* Selected passage *
--- START ---

Apple Just Handed Google the Keys to Siri
- Heidi Schwende

- 3 days ago
- 2 min read

Google and Apple announced a multiyear partnership this week that puts Google's Gemini AI at the core of Apple Intelligence, including a rebuilt Siri. Marketers need to understand what this means.
The Deal
Apple confirmed on January 12 that after evaluating its options, it determined Google's AI technology provides "the most capable foundation" for Apple Foundation Models.
Reports suggest Apple will pay Google roughly $1 billion for access to Gemini technology. That's on top of the estimated $20 billion Google already pays Apple annually to remain the default search engine on iPhones.
Google pays Apple $20 billion to be the default search. Now Apple is paying Google $1 billion to power its AI. These two companies compete on smartphones, yet they're financially dependent on each other. Frenemies is the only word for it.
Why Apple Made This Move
Apple has been cautious with generative AI while competitors rushed products to market.
In December, Apple brought in Amar Subramanya, a former Google and Microsoft executive, as its new VP of AI. Now this partnership. Apple appears to have decided it can't go it alone on AI.

--- END ---

(Point-per-instance localization data)
--- START ---

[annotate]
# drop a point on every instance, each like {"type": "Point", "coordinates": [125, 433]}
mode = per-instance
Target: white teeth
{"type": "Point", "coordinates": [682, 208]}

--- END ---

* Task objective *
Copy out the full article on Apple and Google's Gemini partnership word for word. The rows are separate material and have no connection to the article on Apple and Google's Gemini partnership.

* Output of the exercise *
Apple Just Handed Google the Keys to Siri
- Heidi Schwende

- 3 days ago
- 2 min read

Google and Apple announced a multiyear partnership this week that puts Google's Gemini AI at the core of Apple Intelligence, including a rebuilt Siri. Marketers need to understand what this means.
The Deal
Apple confirmed on January 12 that after evaluating its options, it determined Google's AI technology provides "the most capable foundation" for Apple Foundation Models.
Reports suggest Apple will pay Google roughly $1 billion for access to Gemini technology. That's on top of the estimated $20 billion Google already pays Apple annually to remain the default search engine on iPhones.
Google pays Apple $20 billion to be the default search. Now Apple is paying Google $1 billion to power its AI. These two companies compete on smartphones, yet they're financially dependent on each other. Frenemies is the only word for it.
Why Apple Made This Move
Apple has been cautious with generative AI while competitors rushed products to market.
In December, Apple brought in Amar Subramanya, a former Google and Microsoft executive, as its new VP of AI. Now this partnership. Apple appears to have decided it can't go it alone on AI.